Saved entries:
_ _ _
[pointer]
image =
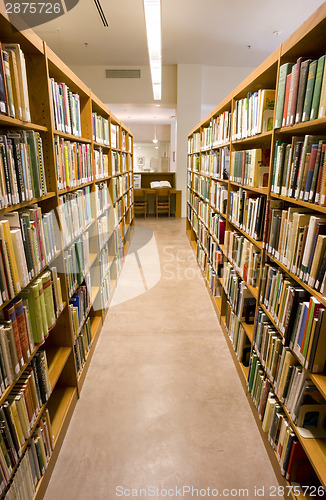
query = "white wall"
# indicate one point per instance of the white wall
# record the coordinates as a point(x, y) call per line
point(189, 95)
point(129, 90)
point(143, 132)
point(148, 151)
_ _ _
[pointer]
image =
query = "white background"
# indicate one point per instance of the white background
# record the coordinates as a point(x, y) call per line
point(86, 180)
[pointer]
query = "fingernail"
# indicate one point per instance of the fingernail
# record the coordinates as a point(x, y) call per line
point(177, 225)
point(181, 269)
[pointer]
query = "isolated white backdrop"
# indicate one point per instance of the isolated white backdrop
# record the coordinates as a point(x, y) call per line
_ _ _
- Task details: Where the word "isolated" appears in a line of the entries, copy that line.

- Exercise result:
query = "isolated white backdrop"
# indicate one point per instance of the isolated white backdrop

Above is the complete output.